Items from a data source
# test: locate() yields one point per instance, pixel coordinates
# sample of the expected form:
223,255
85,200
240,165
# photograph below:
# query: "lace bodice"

#### TASK OBJECTIVE
Nothing in the records may be left out; reproduce them exactly.

#### TASK SOLUTION
# test: locate() yields one point per instance, pixel coordinates
# sample of the expected form:
223,255
85,200
240,165
# photograph below:
# query: "lace bodice"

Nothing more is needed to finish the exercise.